**Records to process**
>>>>>

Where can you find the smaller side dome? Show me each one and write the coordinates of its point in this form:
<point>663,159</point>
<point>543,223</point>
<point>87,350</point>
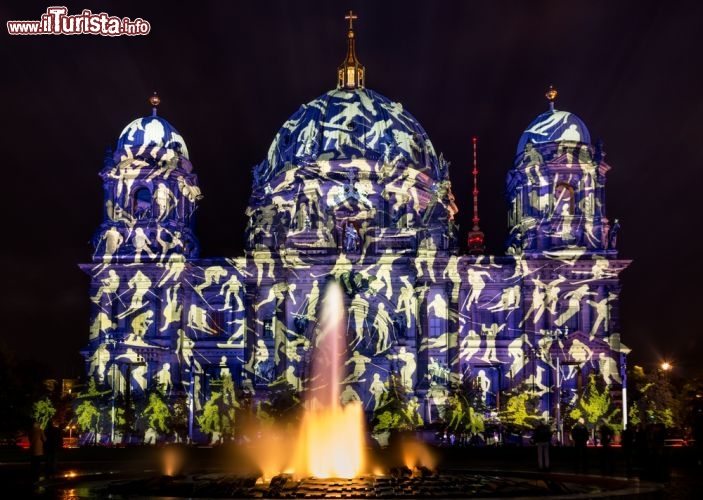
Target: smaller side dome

<<<<<

**Action item**
Would you print all of the material exactly as written, minus the pictures?

**Result for this exercise**
Where can you find the smaller side dome? Show me each one and write the coordinates of its point in this form:
<point>663,159</point>
<point>543,223</point>
<point>87,350</point>
Target: smaller side dome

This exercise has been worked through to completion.